**GIVEN PROBLEM**
Turn everything from the start of the data down through the line containing "point(992, 158)" into a numbered list, and leave out any blank lines.

**RECORDS**
----
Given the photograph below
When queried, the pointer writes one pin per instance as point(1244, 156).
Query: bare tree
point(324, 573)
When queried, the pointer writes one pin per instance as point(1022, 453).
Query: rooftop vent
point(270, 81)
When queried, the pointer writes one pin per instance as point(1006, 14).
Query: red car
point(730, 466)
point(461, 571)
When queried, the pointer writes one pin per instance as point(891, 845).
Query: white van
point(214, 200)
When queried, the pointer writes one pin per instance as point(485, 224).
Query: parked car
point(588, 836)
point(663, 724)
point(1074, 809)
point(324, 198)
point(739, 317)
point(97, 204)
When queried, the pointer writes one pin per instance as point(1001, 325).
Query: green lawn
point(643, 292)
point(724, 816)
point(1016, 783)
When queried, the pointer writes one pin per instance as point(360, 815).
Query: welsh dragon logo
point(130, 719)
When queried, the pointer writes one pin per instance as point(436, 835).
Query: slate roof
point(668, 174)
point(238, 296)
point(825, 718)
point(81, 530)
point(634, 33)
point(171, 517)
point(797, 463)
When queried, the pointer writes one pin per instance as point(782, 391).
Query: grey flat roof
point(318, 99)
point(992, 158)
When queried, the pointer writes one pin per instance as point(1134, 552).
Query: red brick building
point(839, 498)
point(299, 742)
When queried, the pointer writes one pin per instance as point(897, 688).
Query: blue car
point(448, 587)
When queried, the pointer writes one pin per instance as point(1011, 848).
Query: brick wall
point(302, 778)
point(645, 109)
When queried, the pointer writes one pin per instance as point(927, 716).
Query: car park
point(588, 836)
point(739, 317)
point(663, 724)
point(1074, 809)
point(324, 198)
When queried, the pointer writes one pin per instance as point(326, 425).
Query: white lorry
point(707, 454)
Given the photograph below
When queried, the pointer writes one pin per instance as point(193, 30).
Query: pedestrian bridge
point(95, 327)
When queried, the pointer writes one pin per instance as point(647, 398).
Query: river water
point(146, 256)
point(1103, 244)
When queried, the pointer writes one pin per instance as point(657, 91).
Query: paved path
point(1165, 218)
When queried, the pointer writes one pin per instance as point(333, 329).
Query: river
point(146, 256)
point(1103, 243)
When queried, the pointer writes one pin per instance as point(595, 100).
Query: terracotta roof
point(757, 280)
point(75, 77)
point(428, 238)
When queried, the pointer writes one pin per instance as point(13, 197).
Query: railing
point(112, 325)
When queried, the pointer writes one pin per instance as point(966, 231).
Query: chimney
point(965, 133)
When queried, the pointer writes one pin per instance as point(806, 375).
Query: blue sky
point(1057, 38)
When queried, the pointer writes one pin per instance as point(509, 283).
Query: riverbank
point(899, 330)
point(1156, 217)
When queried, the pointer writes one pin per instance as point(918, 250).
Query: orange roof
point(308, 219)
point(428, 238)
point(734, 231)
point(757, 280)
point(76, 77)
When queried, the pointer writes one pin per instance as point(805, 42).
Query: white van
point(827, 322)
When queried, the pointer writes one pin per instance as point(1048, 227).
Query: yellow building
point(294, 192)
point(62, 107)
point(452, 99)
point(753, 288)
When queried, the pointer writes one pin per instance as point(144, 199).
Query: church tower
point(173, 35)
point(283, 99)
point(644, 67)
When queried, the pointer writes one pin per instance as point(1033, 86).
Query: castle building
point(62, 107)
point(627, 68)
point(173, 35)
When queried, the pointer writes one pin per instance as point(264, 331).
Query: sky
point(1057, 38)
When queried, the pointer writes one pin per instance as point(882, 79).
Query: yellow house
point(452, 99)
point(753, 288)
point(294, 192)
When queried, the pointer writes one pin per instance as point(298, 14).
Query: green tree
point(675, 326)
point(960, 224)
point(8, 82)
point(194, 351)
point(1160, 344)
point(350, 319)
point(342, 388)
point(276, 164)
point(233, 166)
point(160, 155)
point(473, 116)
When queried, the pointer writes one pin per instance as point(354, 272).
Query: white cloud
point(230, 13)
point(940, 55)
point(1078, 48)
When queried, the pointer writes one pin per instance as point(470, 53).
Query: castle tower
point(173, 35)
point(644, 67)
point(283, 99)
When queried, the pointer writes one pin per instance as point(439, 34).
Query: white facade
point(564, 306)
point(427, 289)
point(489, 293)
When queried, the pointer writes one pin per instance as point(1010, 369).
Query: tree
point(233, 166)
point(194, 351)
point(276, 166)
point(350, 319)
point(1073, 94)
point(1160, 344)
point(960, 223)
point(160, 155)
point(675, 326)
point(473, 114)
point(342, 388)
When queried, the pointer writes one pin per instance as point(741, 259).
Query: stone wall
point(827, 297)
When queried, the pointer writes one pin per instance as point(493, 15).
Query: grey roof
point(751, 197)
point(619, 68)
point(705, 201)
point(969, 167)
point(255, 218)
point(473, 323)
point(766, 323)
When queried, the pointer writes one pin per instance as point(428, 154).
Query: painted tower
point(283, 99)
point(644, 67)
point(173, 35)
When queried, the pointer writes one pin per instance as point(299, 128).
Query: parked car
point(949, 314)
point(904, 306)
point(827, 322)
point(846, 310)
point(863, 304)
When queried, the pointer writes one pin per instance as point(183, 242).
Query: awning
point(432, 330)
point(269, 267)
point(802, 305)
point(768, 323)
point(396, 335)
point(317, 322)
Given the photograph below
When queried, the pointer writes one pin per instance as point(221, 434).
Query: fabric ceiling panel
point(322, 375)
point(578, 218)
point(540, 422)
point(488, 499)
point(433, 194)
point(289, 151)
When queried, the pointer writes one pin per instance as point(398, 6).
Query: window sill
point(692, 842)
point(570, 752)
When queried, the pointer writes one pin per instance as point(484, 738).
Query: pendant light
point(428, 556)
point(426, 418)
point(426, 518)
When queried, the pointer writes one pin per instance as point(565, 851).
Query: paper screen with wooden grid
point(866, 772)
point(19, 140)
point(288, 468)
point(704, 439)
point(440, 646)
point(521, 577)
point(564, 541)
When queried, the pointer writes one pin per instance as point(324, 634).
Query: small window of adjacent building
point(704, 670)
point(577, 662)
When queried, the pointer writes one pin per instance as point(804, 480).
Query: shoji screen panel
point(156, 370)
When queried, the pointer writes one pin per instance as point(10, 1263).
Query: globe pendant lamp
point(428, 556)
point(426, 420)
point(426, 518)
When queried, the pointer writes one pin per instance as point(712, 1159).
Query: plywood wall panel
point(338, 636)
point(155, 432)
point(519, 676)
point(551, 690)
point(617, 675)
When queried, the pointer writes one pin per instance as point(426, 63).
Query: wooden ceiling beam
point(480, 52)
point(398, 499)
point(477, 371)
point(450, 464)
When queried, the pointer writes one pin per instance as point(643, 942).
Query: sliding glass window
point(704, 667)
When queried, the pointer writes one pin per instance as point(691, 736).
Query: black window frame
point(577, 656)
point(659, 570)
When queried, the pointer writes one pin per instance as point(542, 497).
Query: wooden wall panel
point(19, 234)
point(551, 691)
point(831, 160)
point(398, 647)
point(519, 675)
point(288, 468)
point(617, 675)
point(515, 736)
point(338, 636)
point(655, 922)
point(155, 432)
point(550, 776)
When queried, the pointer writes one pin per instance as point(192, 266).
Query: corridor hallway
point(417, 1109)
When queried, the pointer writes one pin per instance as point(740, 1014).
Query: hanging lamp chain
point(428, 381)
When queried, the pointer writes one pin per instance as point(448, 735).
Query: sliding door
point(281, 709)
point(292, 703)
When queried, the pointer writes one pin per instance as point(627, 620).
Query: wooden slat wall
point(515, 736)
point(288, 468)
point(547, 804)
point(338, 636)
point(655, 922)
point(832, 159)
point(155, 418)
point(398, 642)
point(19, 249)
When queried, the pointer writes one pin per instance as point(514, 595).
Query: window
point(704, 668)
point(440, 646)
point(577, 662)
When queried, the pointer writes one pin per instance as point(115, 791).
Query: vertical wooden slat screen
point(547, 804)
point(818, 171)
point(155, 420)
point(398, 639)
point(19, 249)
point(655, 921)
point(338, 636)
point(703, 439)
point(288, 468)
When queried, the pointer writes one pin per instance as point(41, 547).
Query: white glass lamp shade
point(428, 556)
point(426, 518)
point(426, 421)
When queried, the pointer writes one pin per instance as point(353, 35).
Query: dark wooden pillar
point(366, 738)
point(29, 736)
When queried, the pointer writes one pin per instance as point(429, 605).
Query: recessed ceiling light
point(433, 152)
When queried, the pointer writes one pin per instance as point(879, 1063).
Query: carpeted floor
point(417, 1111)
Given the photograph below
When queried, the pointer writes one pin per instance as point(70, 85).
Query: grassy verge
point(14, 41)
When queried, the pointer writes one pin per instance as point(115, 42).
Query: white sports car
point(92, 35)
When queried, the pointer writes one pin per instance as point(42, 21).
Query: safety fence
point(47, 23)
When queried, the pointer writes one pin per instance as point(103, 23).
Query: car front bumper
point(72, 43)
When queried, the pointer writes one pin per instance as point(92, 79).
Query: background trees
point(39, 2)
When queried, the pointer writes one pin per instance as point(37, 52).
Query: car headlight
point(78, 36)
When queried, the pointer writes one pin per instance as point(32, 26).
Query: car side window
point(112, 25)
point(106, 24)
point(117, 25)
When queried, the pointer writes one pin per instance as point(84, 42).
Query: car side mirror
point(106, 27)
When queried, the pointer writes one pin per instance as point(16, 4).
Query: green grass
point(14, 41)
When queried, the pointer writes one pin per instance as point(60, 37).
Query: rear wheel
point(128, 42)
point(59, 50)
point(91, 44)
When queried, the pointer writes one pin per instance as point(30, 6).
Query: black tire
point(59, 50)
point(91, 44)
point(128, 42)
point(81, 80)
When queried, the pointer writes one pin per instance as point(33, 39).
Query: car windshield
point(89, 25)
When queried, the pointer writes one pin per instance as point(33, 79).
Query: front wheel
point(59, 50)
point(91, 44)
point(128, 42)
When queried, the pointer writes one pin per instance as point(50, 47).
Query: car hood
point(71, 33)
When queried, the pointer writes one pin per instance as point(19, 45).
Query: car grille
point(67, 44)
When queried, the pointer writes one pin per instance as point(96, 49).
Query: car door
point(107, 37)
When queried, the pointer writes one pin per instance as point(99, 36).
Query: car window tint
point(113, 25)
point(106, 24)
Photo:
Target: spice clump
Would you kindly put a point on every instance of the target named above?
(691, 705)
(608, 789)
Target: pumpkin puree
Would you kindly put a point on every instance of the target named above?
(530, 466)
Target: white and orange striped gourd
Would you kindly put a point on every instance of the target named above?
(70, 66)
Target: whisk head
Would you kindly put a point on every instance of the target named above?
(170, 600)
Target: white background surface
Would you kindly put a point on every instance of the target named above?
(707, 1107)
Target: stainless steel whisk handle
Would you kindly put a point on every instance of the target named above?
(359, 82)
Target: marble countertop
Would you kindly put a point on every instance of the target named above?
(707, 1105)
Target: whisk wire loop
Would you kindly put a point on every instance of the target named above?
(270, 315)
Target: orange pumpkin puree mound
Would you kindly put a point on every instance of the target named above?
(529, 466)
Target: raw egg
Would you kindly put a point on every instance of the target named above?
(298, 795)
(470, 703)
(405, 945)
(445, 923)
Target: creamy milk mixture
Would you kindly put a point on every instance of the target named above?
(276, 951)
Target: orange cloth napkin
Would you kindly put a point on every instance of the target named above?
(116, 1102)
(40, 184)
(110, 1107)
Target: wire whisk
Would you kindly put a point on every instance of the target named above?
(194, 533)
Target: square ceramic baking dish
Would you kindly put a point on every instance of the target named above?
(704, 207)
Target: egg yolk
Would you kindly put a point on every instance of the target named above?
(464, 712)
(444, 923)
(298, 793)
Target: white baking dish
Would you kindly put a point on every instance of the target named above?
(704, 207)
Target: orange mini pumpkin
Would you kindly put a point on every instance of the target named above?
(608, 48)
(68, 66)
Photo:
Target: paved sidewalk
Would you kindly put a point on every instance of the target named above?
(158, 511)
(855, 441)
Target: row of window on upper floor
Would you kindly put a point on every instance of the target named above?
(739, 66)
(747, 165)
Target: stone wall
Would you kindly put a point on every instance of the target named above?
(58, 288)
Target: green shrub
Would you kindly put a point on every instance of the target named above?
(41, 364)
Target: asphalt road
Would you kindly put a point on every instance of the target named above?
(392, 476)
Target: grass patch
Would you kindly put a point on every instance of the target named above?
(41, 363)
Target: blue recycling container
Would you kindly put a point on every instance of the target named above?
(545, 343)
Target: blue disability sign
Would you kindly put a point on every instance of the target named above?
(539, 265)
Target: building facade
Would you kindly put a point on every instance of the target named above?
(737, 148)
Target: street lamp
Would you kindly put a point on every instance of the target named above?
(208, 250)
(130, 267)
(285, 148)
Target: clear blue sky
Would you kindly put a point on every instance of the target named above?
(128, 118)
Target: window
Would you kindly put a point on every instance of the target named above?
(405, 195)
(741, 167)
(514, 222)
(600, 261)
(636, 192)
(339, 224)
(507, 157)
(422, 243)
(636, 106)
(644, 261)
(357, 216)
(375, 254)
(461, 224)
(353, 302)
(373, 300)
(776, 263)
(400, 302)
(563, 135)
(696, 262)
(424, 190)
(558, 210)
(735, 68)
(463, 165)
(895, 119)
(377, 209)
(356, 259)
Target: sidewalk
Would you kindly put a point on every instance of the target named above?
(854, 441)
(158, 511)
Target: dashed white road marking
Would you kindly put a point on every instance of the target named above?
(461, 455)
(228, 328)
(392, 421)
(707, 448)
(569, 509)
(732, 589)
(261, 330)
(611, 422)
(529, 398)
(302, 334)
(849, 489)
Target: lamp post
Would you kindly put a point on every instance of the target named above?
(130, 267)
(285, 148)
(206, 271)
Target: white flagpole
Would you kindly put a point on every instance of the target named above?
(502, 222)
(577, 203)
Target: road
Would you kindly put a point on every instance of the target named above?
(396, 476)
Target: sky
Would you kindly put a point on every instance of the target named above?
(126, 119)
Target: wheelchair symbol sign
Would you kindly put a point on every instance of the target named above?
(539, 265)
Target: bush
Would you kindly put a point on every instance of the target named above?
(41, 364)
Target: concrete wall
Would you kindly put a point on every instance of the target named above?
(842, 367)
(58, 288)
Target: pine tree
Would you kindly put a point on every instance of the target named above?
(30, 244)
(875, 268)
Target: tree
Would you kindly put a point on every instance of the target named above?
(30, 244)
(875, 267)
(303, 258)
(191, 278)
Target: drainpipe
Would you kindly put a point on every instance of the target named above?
----
**EXERCISE SOLUTION**
1. Given the photograph below
2. When queried, the pointer writes one pin per instance as point(1244, 156).
3. Query: bare tree
4. point(324, 573)
5. When queried, the pointer writes one pin per instance as point(1022, 453).
6. Query: rooftop vent
7. point(270, 81)
8. When queried, the pointer writes one pin per instance as point(1006, 14).
9. Query: red car
10. point(730, 466)
11. point(461, 571)
12. When queried, the pointer writes one pin per instance as point(891, 845).
13. Query: white van
14. point(214, 200)
15. When queried, the pointer writes one pin per instance as point(485, 224).
16. Query: parked car
17. point(588, 836)
18. point(663, 724)
19. point(1074, 809)
20. point(324, 198)
21. point(739, 317)
22. point(97, 204)
23. When queried, the pointer writes one pin per instance as point(1001, 325).
24. Query: green lawn
25. point(643, 292)
26. point(724, 816)
27. point(1016, 783)
28. When queried, the pointer writes one pin per instance as point(360, 815).
29. Query: welsh dragon logo
30. point(130, 719)
31. When queried, the pointer writes one pin per instance as point(436, 835).
32. Query: slate roof
33. point(668, 174)
34. point(238, 296)
35. point(825, 718)
36. point(81, 530)
37. point(634, 33)
38. point(171, 517)
39. point(797, 463)
40. When queried, the pointer writes one pin per instance as point(782, 391).
41. Query: grey flat roof
42. point(318, 99)
43. point(992, 158)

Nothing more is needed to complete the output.